- Date: 8–14 July (women) 15–21 July (men)
- Edition: 76th (men) 14th (women)
- Prize money: €579,320 (men)
- Surface: Clay / outdoor
- Venue: Båstad Tennis Stadium

Champions

Men's singles
- Nuno Borges

Women's singles
- Martina Trevisan

Men's doubles
- Orlando Luz / Rafael Matos

Women's doubles
- Peangtarn Plipuech / Tsao Chia-yi
- ← 2023 · Swedish Open · 2025 →

= 2024 Swedish Open =

The 2024 Swedish Open (also known as the Nordea Open for sponsorship reasons) was a professional tennis tournament played on outdoor clay courts as part of the ATP Tour 250 Series of the 2024 ATP Tour and as part of the 2024 WTA 125 tournaments. It took place in Båstad, Sweden, from 8 through 14 July 2024 for the women's tournament, and from 15 through 21 July 2024 for the men's tournament. It was the 76th edition of the event for the men and the 14th edition for the women.

::::

> Task requirements:
• A. Rewrite the 2024 Swedish Open text, beginning at "The 2024 Swedish" and stopping after "for the women.", with "outdoor clay courts" changed to "indoor hard courts".
• B. Continue the 2024 Swedish Open text from its last sentence.

> Source material:

::::

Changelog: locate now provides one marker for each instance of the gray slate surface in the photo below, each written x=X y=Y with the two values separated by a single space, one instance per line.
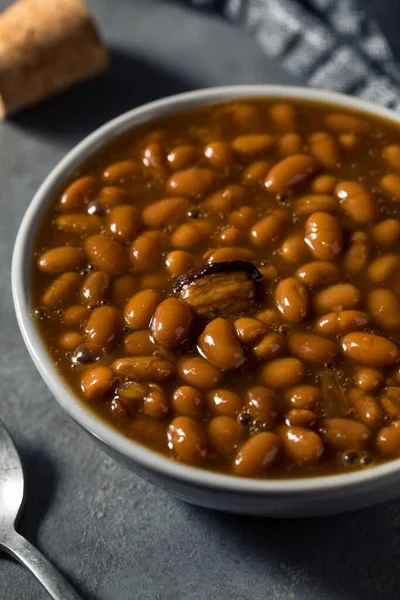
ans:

::::

> Answers for the exercise:
• A.
The 2024 Swedish Open (also known as the Nordea Open for sponsorship reasons) was a professional tennis tournament played on indoor hard courts as part of the ATP Tour 250 Series of the 2024 ATP Tour and as part of the 2024 WTA 125 tournaments. It took place in Båstad, Sweden, from 8 through 14 July 2024 for the women's tournament, and from 15 through 21 July 2024 for the men's tournament. It was the 76th edition of the event for the men and the 14th edition for the women.

• B.
==Champions==

===Men's singles===

- POR Nuno Borges def. ESP Rafael Nadal, 6–3, 6–2

===Women's singles===

- ITA Martina Trevisan def. USA Ann Li, 6–2, 6–2

===Men's doubles===

- BRA Orlando Luz / BRA Rafael Matos def. FRA Manuel Guinard / FRA Grégoire Jacq, 7–5, 6–4

===Women's doubles===

- THA Peangtarn Plipuech / TPE Tsao Chia-yi def. ARG María Lourdes Carlé / ARG Julia Riera, 7–5, 6–3

==ATP singles main-draw entrants==

===Seeds===

| Country | Player | Rank^{1} | Seed |
|---|---|---|---|
|  | Andrey Rublev | 6 | 1 |
| NOR | Casper Ruud | 8 | 2 |
| NED | Tallon Griekspoor | 27 | 3 |
| ARG | Mariano Navone | 32 | 4 |
| GBR | Cameron Norrie | 42 | 5 |
|  | Roman Safiullin | 44 | 6 |
| POR | Nuno Borges | 50 | 7 |
|  | Pavel Kotov | 53 | 8 |

- ^{1} Rankings are as of 1 July 2024.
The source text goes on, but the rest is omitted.